• _GOAL OF THE EXERCISE_
Transcribe the items below word for word, leaving out the pictures.

(Excerpts from a location annotation dataset)
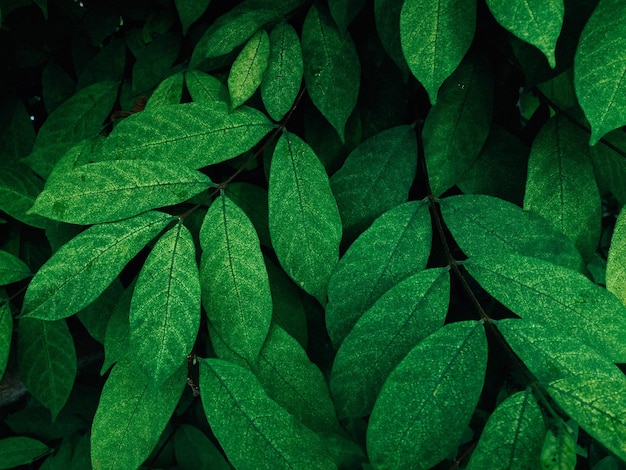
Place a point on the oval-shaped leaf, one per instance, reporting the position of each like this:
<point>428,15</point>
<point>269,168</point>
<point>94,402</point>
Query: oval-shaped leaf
<point>253,430</point>
<point>165,309</point>
<point>304,221</point>
<point>396,246</point>
<point>435,35</point>
<point>117,189</point>
<point>599,68</point>
<point>332,70</point>
<point>427,401</point>
<point>47,361</point>
<point>401,318</point>
<point>83,268</point>
<point>235,287</point>
<point>375,177</point>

• _TASK OUTPUT_
Place a point on the oval-shaped leaf, one per instance, reporting the position of each like this:
<point>428,15</point>
<point>269,168</point>
<point>94,402</point>
Query: oval-shaped leaf
<point>253,430</point>
<point>165,309</point>
<point>304,221</point>
<point>396,246</point>
<point>435,35</point>
<point>117,189</point>
<point>599,68</point>
<point>332,70</point>
<point>427,401</point>
<point>47,361</point>
<point>401,318</point>
<point>83,268</point>
<point>235,287</point>
<point>375,177</point>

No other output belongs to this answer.